> [Problem description]:
Read the lines of the data below and retrieve those with "jacket".

> [Given records]:
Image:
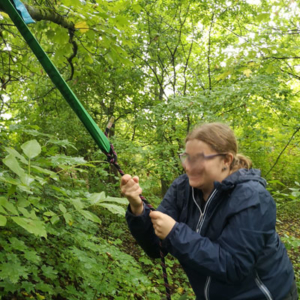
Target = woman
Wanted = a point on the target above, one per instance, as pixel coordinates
(218, 220)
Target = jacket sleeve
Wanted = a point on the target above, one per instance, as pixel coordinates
(141, 226)
(233, 255)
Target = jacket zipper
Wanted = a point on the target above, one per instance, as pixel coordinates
(202, 214)
(206, 288)
(205, 209)
(263, 288)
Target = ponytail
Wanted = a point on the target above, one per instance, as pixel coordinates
(241, 162)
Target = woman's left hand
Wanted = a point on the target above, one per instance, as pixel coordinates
(162, 224)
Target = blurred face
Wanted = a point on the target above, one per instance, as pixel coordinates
(202, 167)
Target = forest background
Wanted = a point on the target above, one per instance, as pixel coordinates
(159, 68)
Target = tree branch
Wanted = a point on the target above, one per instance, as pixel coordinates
(295, 132)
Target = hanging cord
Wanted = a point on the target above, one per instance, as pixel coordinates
(112, 159)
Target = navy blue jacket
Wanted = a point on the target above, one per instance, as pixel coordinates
(229, 251)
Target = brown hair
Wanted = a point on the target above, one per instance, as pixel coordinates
(221, 138)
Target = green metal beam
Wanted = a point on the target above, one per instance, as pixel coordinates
(99, 137)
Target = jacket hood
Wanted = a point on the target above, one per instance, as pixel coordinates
(240, 176)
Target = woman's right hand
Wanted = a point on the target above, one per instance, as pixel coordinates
(131, 189)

> [Output of the task]:
Target = jacket sleeve
Target = jacket zipper
Target = navy blue jacket
Target = jacket hood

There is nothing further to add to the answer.